_WHAT TO PRODUCE_
Among the entries below, find each line holding "value" and return it.

Segment Open

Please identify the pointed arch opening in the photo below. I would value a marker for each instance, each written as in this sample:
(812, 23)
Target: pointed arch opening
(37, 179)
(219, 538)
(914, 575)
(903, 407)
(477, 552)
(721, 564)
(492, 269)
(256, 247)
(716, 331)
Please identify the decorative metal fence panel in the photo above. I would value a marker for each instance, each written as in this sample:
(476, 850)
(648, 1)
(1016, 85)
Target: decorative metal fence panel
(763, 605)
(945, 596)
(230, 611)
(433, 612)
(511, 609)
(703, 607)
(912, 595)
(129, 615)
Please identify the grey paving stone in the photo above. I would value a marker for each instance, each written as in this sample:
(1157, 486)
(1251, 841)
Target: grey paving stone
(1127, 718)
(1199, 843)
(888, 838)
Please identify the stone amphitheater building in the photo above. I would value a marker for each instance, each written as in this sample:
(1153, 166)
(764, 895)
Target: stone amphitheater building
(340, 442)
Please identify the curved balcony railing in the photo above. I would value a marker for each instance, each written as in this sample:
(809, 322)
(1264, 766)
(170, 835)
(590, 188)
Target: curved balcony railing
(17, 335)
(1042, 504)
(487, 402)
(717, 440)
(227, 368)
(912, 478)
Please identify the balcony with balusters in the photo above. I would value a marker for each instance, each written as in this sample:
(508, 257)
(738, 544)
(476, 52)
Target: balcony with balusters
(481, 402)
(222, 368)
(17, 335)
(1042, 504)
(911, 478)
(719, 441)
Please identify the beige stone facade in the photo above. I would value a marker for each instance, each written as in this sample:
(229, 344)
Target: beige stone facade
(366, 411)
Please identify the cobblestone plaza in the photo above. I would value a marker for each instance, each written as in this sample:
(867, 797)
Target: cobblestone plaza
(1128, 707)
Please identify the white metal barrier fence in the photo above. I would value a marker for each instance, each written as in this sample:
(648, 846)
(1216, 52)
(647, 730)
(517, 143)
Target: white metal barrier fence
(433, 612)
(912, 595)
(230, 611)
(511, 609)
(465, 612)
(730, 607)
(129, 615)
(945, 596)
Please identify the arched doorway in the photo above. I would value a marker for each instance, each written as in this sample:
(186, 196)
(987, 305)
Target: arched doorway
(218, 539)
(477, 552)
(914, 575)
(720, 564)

Segment Closed

_TASK RESPONSE_
Please identify the pointed arch opening in the photo below. I would value a marker for each instance, each written as in this sample:
Please identify the decorative metal fence panel in the photo above. I would value a marker for each instance, each written as in this sample:
Please identify the grey paving stone in the photo above. I would value a marker for each instance, each written as in this sample:
Please identify the stone amphitheater building in the photo above. I would value a marker for each instance, each written as in this sample:
Please identify the curved balcony railing in the photo above. I would value a marker for each instance, each written as in this sample:
Please identify the balcony with balusters in the photo above. I would value a marker for each instance, each written as in this sample:
Please identify the beige stone facade in the photo above. I would value a marker for each instance, each written as in this sample:
Please identify the cobblestone plaza in the photo above. I would value a marker for each instance, each written as in this sample:
Please identify the white metal barrier fence in the photo above. I would value a marker for each instance, each written as in this sample:
Please identify the arched doorway in the photo above. I would value a marker for each instance, each written as in this sample:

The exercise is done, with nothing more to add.